====== Çıkarılan satırlar ======

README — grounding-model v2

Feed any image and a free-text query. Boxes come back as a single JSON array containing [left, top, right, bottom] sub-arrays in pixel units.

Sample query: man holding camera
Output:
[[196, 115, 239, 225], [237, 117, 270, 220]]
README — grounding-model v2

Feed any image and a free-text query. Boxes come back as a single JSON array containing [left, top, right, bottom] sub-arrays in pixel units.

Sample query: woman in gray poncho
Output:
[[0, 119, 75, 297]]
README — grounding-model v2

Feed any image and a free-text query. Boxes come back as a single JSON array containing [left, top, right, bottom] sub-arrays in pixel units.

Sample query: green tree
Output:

======

> [Görevin istedikleri]: Yukarıdaki satırların tümünü, her satıra bir dize düşecek biçimde bir JSON listesine dönüştürünüz. Boş satırları listeye almayınız.

> [Alıştırmanın yanıtı]:
[
  "README — grounding-model v2",
  "Feed any image and a free-text query. Boxes come back as a single JSON array containing [left, top, right, bottom] sub-arrays in pixel units.",
  "Sample query: man holding camera",
  "Output:",
  "[[196, 115, 239, 225], [237, 117, 270, 220]]",
  "README — grounding-model v2",
  "Feed any image and a free-text query. Boxes come back as a single JSON array containing [left, top, right, bottom] sub-arrays in pixel units.",
  "Sample query: woman in gray poncho",
  "Output:",
  "[[0, 119, 75, 297]]",
  "README — grounding-model v2",
  "Feed any image and a free-text query. Boxes come back as a single JSON array containing [left, top, right, bottom] sub-arrays in pixel units.",
  "Sample query: green tree",
  "Output:"
]